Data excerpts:
··········
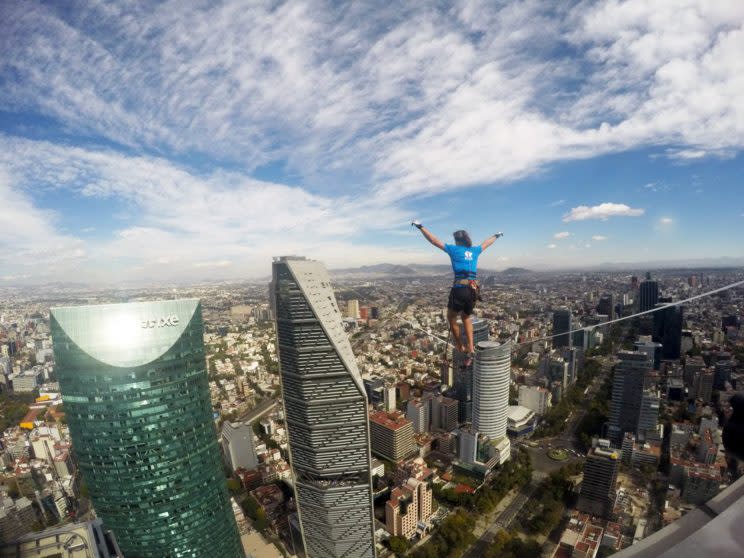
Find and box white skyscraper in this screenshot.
[383,384,397,412]
[346,299,361,319]
[272,257,376,558]
[472,340,511,463]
··········
Please transcribe the entries exactly, omitting the images.

Find and box white skyscraper in this screenshot.
[383,384,397,412]
[346,299,361,319]
[272,257,376,558]
[472,340,511,463]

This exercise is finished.